Logan Says Fed Must ‘Feel Our Way’ to Right Level of Reserves (10:15 a.m.)

Dallas Fed President Lorie Logan reiterated that it’ll likely be appropriate for the central bank to start slowing the pace at which it shrinks its balance sheet as the overnight reverse repo facility drains.

The Fed will need to approach decisions around the balance sheet carefully, since it’s not clear what level of reserves is enough to meet banks’ liquidity needs, she said Friday in prepared remarks at the US Monetary Policy Forum.

“We’ll need to feel our way to it by observing money market spreads and volatility,” she said. “To me, the need to feel our way means that when ON RRP balances approach a low level, it will be appropriate to slow the pace of asset runoff. But once the ON RRP is empty, there will be more uncertainty about how much excess liquidity remains.”

She also repeated that slowing the pace of QT doesn’t mean the Fed will stop letting maturing assets roll off altogether. The slower pace could allow the the run off to continue for longer, and will also mitigate the risk of liquidity stress.

Global Central Banks Shrink With Little Impact, Study Says (10:15 a.m.)

Entries supplied:
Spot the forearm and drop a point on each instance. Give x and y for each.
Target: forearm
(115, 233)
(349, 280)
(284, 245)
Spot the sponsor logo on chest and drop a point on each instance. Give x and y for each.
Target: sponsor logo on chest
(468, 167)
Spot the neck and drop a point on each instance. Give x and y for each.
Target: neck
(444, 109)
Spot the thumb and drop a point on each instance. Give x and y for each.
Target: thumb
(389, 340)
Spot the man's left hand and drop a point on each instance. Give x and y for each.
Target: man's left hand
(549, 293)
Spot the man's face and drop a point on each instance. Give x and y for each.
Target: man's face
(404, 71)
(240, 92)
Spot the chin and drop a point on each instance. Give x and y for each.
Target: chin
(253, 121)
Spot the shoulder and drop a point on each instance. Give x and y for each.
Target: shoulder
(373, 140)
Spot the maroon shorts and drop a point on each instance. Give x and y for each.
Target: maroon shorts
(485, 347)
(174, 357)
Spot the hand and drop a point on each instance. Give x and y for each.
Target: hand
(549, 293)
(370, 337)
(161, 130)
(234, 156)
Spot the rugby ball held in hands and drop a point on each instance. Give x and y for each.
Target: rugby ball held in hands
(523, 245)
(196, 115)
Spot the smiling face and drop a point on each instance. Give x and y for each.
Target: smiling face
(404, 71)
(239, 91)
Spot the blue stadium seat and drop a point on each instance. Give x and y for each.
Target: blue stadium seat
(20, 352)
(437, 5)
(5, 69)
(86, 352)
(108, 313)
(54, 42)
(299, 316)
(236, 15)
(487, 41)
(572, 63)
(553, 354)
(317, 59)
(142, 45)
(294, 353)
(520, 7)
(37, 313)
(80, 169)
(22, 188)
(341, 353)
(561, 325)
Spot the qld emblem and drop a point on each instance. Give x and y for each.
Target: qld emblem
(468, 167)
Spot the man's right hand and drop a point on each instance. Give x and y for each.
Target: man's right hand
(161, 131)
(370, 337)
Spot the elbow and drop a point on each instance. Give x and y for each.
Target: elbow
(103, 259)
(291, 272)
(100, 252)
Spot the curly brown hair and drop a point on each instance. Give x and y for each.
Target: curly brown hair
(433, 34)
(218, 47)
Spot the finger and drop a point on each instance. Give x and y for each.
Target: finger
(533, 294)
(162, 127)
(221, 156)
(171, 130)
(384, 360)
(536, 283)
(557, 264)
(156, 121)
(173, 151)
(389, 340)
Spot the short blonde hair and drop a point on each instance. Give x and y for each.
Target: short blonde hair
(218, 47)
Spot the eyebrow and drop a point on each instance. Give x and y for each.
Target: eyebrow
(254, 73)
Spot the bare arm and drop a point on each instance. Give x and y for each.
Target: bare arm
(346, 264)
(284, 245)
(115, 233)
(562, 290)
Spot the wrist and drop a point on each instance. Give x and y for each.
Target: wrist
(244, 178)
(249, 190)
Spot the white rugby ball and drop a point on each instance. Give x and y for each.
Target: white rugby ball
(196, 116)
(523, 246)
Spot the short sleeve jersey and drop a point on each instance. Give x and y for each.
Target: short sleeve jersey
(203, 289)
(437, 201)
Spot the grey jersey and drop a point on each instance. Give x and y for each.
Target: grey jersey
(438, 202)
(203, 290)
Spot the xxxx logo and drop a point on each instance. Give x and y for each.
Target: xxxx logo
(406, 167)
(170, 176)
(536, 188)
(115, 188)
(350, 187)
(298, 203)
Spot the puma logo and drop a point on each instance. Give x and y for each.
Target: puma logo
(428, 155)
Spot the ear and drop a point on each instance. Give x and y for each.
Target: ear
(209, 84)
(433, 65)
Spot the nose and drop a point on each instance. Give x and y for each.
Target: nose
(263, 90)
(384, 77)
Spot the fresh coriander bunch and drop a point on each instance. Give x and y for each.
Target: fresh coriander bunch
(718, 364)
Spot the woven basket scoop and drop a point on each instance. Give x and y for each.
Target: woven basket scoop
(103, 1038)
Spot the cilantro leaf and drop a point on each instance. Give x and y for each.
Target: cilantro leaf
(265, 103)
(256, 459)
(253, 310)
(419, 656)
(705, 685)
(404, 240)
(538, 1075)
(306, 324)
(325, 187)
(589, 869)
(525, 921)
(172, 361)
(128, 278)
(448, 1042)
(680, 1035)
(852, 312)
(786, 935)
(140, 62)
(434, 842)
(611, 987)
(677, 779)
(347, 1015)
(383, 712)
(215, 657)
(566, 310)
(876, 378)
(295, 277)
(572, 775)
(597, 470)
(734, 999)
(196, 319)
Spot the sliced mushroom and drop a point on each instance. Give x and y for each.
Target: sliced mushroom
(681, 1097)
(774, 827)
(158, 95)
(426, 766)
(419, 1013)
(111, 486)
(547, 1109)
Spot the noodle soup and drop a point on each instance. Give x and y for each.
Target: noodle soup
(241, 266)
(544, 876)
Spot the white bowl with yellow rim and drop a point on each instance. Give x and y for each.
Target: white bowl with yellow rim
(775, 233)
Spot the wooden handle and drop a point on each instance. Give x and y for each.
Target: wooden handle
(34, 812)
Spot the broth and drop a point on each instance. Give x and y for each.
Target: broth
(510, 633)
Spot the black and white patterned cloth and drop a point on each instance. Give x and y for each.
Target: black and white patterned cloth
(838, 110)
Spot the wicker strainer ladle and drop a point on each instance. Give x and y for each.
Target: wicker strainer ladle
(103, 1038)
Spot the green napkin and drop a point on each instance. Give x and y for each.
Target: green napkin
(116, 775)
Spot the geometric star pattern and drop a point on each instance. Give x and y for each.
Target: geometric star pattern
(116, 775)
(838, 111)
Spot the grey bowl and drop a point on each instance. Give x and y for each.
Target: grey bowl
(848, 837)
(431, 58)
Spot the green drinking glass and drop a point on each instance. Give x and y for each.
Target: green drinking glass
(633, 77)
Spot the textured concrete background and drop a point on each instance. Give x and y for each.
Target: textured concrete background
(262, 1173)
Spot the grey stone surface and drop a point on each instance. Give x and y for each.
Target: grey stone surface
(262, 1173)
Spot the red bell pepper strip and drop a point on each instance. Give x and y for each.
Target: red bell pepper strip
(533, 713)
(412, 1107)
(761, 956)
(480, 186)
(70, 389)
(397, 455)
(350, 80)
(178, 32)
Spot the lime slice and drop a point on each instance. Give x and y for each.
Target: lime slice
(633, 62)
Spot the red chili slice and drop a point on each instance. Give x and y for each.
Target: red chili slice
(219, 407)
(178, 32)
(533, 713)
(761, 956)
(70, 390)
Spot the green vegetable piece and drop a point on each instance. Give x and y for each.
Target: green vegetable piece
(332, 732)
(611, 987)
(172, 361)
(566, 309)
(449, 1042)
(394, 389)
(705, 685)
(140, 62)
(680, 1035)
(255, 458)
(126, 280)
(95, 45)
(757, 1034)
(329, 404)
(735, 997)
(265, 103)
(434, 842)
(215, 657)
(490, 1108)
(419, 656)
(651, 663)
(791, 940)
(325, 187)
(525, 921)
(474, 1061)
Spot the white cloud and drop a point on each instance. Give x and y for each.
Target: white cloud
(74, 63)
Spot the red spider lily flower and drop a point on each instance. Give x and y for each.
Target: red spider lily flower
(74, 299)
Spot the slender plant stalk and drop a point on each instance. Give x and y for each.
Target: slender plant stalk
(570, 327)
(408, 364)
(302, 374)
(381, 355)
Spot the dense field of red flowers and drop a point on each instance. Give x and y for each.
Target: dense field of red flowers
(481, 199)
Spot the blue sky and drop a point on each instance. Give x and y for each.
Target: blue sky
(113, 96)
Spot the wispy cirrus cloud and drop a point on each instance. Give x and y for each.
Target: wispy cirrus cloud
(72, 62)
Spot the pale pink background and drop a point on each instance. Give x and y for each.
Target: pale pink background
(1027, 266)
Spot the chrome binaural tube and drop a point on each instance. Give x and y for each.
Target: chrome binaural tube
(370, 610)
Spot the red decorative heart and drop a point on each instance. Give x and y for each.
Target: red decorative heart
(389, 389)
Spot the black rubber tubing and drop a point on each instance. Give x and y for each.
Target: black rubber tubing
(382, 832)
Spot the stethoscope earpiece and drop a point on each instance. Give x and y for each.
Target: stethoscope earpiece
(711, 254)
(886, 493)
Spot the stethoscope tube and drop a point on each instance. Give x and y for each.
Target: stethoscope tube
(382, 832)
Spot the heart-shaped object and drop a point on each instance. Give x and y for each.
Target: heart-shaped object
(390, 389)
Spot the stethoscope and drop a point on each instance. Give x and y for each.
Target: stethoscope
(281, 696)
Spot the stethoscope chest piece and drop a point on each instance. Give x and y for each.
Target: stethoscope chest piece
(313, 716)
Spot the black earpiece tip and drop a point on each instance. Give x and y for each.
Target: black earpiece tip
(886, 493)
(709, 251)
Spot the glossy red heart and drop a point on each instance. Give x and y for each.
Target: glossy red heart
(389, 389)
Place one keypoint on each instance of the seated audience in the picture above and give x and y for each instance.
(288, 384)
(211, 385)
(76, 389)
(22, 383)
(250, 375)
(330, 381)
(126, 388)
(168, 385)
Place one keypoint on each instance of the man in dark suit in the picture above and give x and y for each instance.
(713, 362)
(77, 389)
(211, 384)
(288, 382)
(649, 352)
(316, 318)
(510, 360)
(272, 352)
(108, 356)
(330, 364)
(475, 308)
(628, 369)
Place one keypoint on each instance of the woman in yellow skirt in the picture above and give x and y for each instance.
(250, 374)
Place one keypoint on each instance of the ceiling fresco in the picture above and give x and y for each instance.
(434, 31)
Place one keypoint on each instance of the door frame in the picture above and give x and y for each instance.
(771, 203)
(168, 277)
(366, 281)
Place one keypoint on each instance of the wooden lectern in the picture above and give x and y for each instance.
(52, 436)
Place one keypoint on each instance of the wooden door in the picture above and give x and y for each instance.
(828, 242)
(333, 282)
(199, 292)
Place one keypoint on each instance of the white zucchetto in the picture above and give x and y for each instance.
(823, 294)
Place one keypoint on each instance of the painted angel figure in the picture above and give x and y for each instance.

To do:
1. Answer these from the Logan article:
(a) At what event did Logan deliver her prepared remarks?
(b) What two things does she say the Fed should observe to find the right level of reserves?
(c) What job title does the article give Lorie Logan?
2. Retype the passage of the Logan article between "The Fed will need" and "Monetary Policy Forum.", inclusive.
3. List every abbreviation in the Logan article that is written entirely in capital letters, in order of first appearance. Count a multi-word abbreviation as one entry.

Answer list:
1.
(a) The US Monetary Policy Forum.
(b) Money market spreads and volatility.
(c) Dallas Fed President.

2.
The Fed will need to approach decisions around the balance sheet carefully, since it’s not clear what level of reserves is enough to meet banks’ liquidity needs, she said Friday in prepared remarks at the US Monetary Policy Forum.

3.
US
ON RRP
QT